## Provided data
>>>>>
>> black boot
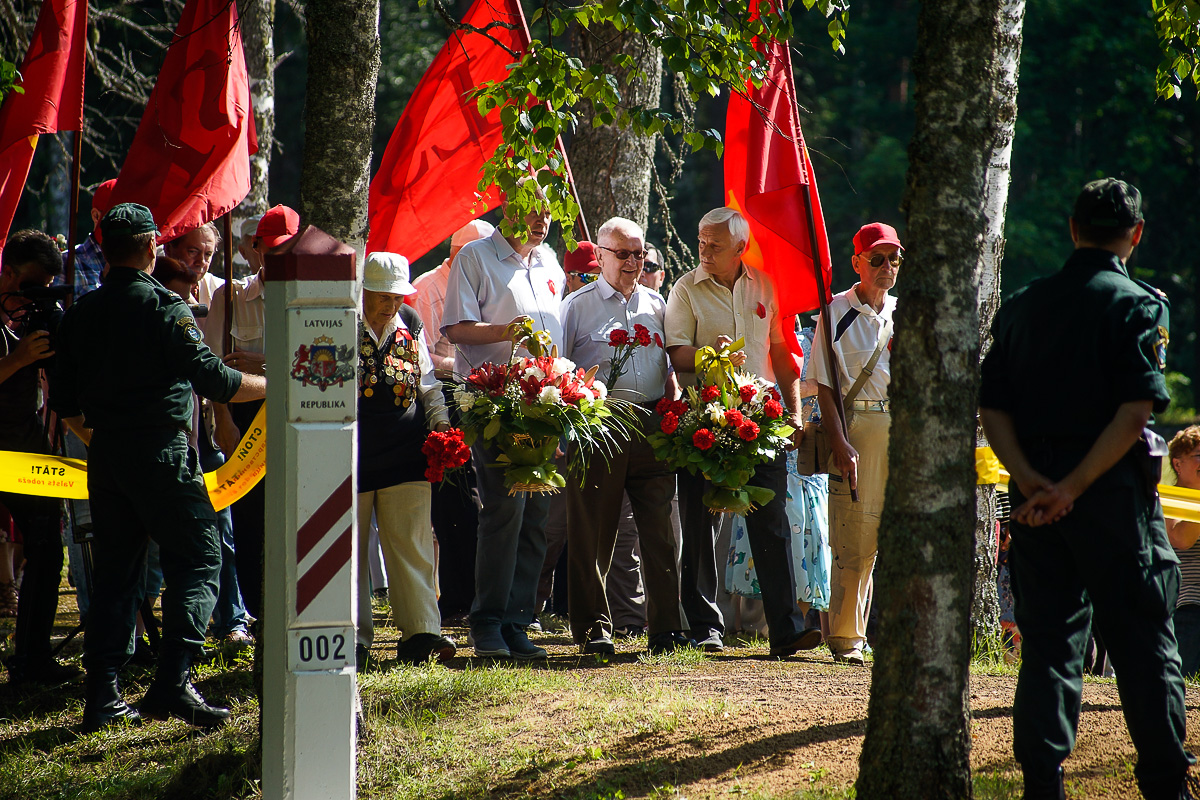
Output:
[139,648,229,728]
[80,669,142,733]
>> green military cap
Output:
[1070,178,1141,228]
[100,203,158,236]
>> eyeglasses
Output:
[599,245,646,261]
[869,249,904,270]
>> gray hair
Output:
[700,206,750,243]
[596,217,643,243]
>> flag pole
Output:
[62,121,83,308]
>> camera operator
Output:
[0,230,79,684]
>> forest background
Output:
[0,0,1200,425]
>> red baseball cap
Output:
[254,205,300,249]
[854,222,904,255]
[563,241,600,272]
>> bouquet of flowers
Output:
[454,321,631,494]
[647,341,794,515]
[421,428,470,483]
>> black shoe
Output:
[500,625,550,661]
[79,669,142,733]
[770,627,821,658]
[646,631,697,656]
[580,633,617,656]
[396,633,458,664]
[1025,766,1067,800]
[138,650,229,728]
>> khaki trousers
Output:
[358,481,442,645]
[826,410,892,652]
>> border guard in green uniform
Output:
[979,178,1195,800]
[52,203,266,733]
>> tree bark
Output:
[857,0,1027,800]
[300,0,379,253]
[971,0,1025,646]
[570,26,662,236]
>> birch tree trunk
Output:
[300,0,379,253]
[570,26,662,236]
[857,0,1027,800]
[971,0,1025,644]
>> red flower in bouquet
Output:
[738,420,758,441]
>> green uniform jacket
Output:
[50,266,241,431]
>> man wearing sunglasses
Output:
[812,222,904,666]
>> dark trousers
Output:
[84,428,221,673]
[0,493,62,672]
[678,453,797,645]
[1009,457,1194,800]
[229,401,266,619]
[566,424,683,643]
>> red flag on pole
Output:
[725,35,832,331]
[0,0,88,247]
[113,0,258,241]
[367,0,529,260]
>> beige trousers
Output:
[358,481,442,645]
[826,410,892,652]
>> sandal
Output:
[0,581,17,616]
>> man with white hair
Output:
[666,209,821,657]
[442,190,566,660]
[563,217,695,656]
[410,219,496,380]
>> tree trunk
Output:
[857,0,1027,800]
[300,0,379,253]
[971,0,1025,646]
[570,26,662,237]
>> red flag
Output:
[0,0,88,247]
[725,42,832,354]
[113,0,258,241]
[367,0,529,261]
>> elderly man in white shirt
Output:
[812,222,904,666]
[563,217,695,655]
[442,204,566,660]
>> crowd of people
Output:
[0,180,1200,796]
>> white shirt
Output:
[563,275,667,403]
[442,228,566,375]
[809,288,896,401]
[204,272,266,356]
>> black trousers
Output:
[678,453,796,646]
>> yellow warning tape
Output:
[0,405,266,511]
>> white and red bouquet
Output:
[647,344,794,515]
[454,321,631,494]
[421,428,470,483]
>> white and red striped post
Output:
[263,225,358,800]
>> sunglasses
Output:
[869,249,904,270]
[600,245,646,261]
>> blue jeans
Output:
[470,444,550,627]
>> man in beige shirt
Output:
[666,209,821,657]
<<<<<
## What this task involves
Return every line of the records above that contains the word "white".

## Solution to the exercise
>> man with white hair
>> elderly man in white shirt
>> white shirt
>> white and red bouquet
>> white and red striped post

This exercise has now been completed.